EXCERPTED PASSAGE
>>>
This is what we find
all over Australia and, indeed, overseas to some extent, including the
UK and Canada, although I think the shifts there are not as dramatic as
in Australia. There still is the idea of the autonomy of the university
as a very significant force for the transmission of the culture of a society
and the protection of the notion of social goods.
Here we see our politicians
have been happy to jettison these very important public goods. It is having
an enormous impact on the character of our society. It is already having
an impact on what is taught in schools to young people where values are
shaped. They are being brought up to believe that all that is important
is the market and for them to be consumers - to buy things to assist the
economy and to work to produce things for consumption, instead of learning
to be citizens who are part of a polity and concerned about the good of
society.
I think there has
been a dramatic shift in thinking about the notion of collective good.
Coming back to my point about the way social justice has disappeared,
some of the phrases that appear in the corporate documents on the web
are things like 'productive diversity' (a wonderful oxymoron). Everything
has to have a monetary value attached to it and if you are not prepared
to accept that, you are not fit to be working and should somehow disappear.
You are not a worthwhile member of society.
<<<
(Region pointing data)
>>>
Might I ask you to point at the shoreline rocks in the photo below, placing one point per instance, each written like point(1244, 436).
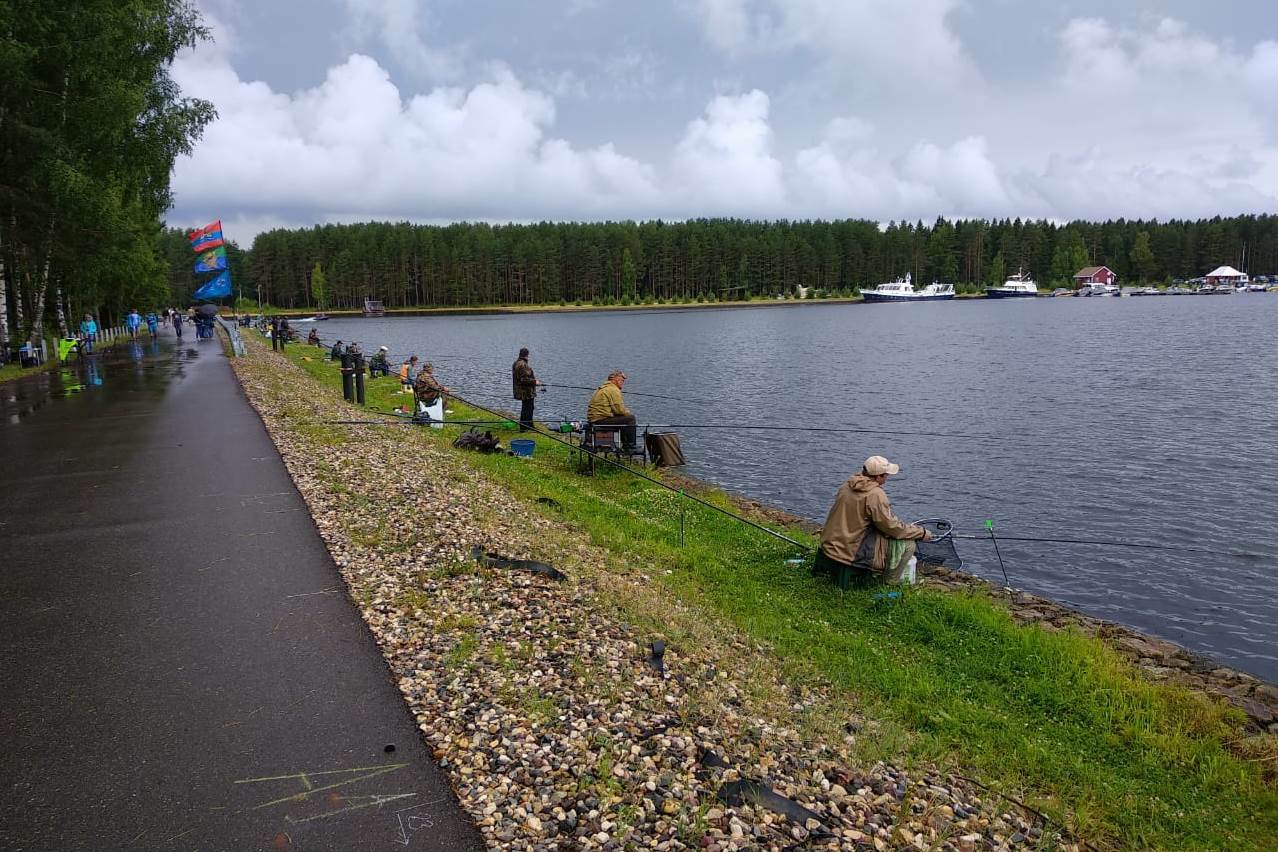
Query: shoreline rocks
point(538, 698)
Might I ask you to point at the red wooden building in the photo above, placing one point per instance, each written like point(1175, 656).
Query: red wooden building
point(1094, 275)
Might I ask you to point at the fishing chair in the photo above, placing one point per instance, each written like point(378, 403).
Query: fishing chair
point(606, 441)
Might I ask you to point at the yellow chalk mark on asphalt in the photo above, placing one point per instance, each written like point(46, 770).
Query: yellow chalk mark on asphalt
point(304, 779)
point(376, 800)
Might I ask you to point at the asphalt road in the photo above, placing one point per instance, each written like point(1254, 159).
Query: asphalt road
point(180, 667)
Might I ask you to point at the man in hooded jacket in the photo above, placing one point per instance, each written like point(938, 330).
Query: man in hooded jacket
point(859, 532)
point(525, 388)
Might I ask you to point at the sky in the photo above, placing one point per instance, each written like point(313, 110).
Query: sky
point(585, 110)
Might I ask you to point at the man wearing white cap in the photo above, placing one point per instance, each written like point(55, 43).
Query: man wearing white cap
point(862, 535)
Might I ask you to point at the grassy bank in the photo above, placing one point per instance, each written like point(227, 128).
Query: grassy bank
<<<
>>>
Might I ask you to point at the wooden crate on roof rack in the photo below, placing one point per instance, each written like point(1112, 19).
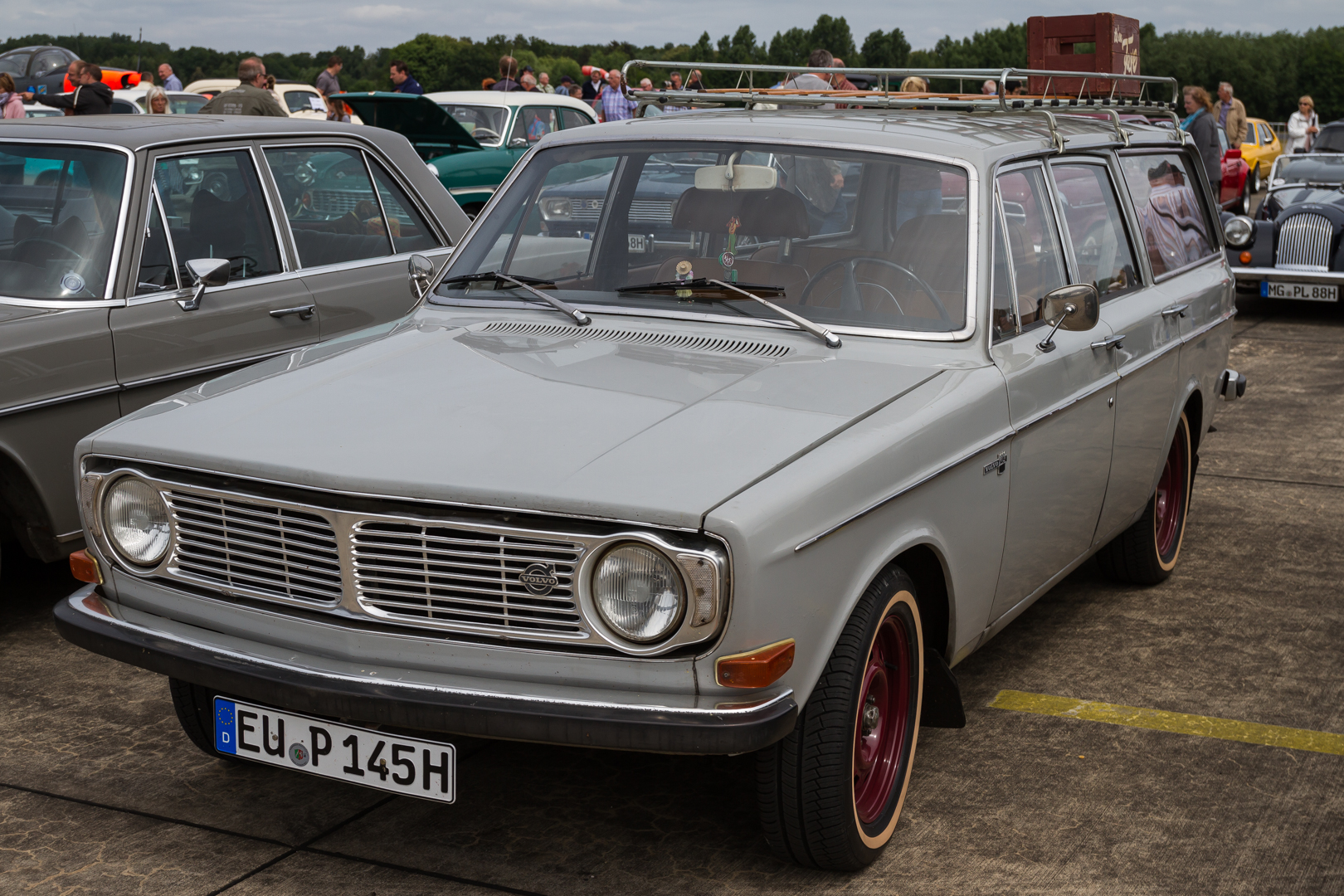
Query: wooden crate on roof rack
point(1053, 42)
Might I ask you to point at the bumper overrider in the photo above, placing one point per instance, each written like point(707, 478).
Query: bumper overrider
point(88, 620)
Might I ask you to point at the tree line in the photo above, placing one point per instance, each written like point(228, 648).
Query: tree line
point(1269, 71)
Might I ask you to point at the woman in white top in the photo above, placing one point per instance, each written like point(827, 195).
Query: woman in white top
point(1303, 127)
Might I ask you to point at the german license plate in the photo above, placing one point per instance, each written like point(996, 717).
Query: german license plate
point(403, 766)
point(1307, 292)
<<<
EXERCISE TASKS
(A) In the passage on universities and market values, which phrase from corporate documents on the web is called "a wonderful oxymoron"?
(B) Resume the passage on universities and market values, picking up after its final sentence.
The records have nothing to do with the exercise that comes after them.

ANSWERS BY TASK
(A) 'Productive diversity'

(B)
The market has become
what one commentator called 'the meta-narrative of our times'. It has
taken over everywhere, it infuses everything and impacts on everything
that we do. If something doesn't have 'use value' in the market, it is
of no use.
The pressures for
individuals to survive in the workplace has increased. Surveillance occurs
everywhere, including universities, where you are supposed to enter into
a contract with a supervisor that you are going to be 'productive'. The
idea that one has to produce measurable 'outcomes' or 'outputs' is something
that has infected the entire workplace - regardless of how ludicrous this
is when applied to work such as teaching or caring for others. It means
that if people don't satisfy the productivity requirements, they face
redundancy.
The system operates
to allow very little reflexivity about what is happening. Most people
are racing from job to job, struggling to survive, struggling to be 'productive'.
There is no time to think, or time to meet. There has been a contraction
of civil society - the places where you met to talk about issues that
were outside the market and outside government.
The Marxist idea
is that things have to go right down before they start to come up again.
Maybe things will have to become even more extreme so that there will
be some sort of revolution. As it is, most people
have been extraordinarily complacent. There have been a few signs of life,
of course. I think it is interesting in New Zealand, for example, where
there was an extreme form of neo-liberalism, that there was a strong reaction
against it. There is also the anti-globalisation movement.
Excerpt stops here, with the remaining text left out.